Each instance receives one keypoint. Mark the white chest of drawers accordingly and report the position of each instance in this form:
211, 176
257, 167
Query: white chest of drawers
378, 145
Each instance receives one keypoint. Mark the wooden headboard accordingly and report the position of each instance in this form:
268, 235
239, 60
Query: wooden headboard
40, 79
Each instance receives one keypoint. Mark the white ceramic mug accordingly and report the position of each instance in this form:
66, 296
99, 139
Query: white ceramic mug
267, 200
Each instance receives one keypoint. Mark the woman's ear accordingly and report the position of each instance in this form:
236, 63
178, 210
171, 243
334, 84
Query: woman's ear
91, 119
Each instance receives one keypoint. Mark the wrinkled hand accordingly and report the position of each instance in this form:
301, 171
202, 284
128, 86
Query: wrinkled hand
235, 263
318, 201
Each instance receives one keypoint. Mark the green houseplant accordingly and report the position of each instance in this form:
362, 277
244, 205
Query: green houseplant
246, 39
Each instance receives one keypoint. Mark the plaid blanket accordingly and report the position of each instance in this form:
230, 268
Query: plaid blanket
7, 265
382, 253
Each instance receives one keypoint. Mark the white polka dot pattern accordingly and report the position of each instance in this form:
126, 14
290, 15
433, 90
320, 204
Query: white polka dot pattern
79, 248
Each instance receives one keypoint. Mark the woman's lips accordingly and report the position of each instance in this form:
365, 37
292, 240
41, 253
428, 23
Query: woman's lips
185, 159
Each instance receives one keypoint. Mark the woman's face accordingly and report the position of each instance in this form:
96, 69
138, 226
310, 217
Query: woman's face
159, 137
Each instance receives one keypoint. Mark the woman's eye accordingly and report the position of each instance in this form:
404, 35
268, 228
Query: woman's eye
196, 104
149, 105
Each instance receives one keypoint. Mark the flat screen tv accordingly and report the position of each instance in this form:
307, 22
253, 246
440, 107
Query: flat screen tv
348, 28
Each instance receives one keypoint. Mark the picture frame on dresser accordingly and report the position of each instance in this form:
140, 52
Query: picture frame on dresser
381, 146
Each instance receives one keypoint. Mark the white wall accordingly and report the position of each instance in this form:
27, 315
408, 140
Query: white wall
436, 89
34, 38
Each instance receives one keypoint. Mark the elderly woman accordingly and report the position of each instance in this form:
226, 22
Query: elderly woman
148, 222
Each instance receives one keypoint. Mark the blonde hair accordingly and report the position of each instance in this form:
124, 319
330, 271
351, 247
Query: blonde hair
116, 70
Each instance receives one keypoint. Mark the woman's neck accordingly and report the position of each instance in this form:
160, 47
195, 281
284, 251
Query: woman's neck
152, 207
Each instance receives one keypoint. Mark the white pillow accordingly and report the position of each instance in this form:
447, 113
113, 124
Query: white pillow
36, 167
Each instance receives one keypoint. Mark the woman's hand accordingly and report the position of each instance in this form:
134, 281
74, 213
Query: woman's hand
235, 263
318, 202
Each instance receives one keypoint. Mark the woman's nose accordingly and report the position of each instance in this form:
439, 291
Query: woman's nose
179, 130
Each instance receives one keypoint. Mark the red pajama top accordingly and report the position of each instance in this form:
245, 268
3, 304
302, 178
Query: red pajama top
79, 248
________________________________________
• **WHAT YOU SHOULD DO**
Every record listed above should be reproduced exactly.

• **SOLUTION FOR THIS PROBLEM**
Each instance receives one keypoint. Mark the white chest of drawers accordingly and report the position of each instance in this form:
211, 176
257, 167
Query: white chest of drawers
378, 145
Each instance receives one keypoint. Mark the wooden headboard accordingly and report the position of each instance in this form:
268, 235
239, 60
Query: wooden headboard
40, 79
Each instance receives one keypoint. Mark the white ceramic mug accordingly and report the position of each instance in this form:
66, 296
99, 139
Query: white ceramic mug
267, 200
Each instance receives one keypoint. Mark the woman's ear accordingly and report the position of each instance in this form:
236, 63
178, 210
171, 243
334, 84
Query: woman's ear
91, 119
Each instance receives one keypoint. Mark the wrinkled hand accordingly and report the position of each instance in this form:
301, 171
202, 284
128, 86
Query: wrinkled hand
235, 263
318, 201
Each instance receives one keypoint. Mark the green houseplant accordingly and report the position of each instance in this form:
362, 277
244, 205
Query: green houseplant
246, 39
Each instance receives one keypoint. Mark the plaid blanket accordingly and report the position of each instance in this form:
230, 268
Query: plaid blanket
7, 265
382, 253
Each instance receives one keypoint. Mark the white polka dot pattern accordingly and report the position of each instance in this form:
126, 14
290, 15
433, 90
320, 204
Query: white polka dot pattern
79, 248
Each instance receives one keypoint. Mark the woman's lips accordingly and report the position of each instance in this form:
365, 37
292, 240
41, 253
428, 23
Query: woman's lips
185, 159
Each instance receives one keypoint. Mark the woman's face accordingly and report the position of each instance in this form:
96, 69
138, 226
310, 217
Query: woman's face
159, 137
Each instance receives one keypoint. Mark the woman's eye accordingly and report the position of each instance in this form:
404, 35
268, 228
Query: woman's eye
196, 104
149, 105
Each instance receives one keypoint. Mark the flat screen tv accordingly and report the position of each instance in this form:
307, 22
253, 246
440, 107
Query: flat screen tv
348, 28
Each instance receives one keypoint. Mark the picture frame on dresser accordingly and report the position of each instance in this form:
140, 52
Query: picture frame on dresser
381, 146
Each instance receives one keypoint. Mark the white wall accordingly and report the position of each instance in this form:
27, 315
408, 140
Query: white wall
436, 89
34, 38
Each instance receives one keypoint. Mark the elderly woman accordingly and report the position of each instance in this form:
226, 22
Query: elderly woman
148, 222
Each instance receives one keypoint. Mark the blonde hair accordingly and report the position of each instance in this form:
124, 319
330, 271
351, 247
Query: blonde hair
116, 70
Each instance receives one keypoint. Mark the woman's neck accordingly and report the position of each instance in this form:
160, 47
195, 281
284, 251
Query: woman's neck
152, 207
Each instance receives one keypoint. Mark the white pillow accordingly and report the position of each instance in this form:
447, 113
113, 124
Query: white pillow
36, 167
Each instance receives one keypoint. Mark the woman's hand accordingly and report the position of each instance in this form:
134, 281
74, 213
Query: woman's hand
235, 263
318, 202
Each instance receives one keypoint. Mark the woman's nose accordingly and report the position of each instance in this form:
439, 291
Query: woman's nose
179, 130
Each instance receives one keypoint. Mark the red pajama top accordingly and report the position of each instance in this form:
245, 268
3, 304
302, 178
Query: red pajama top
79, 248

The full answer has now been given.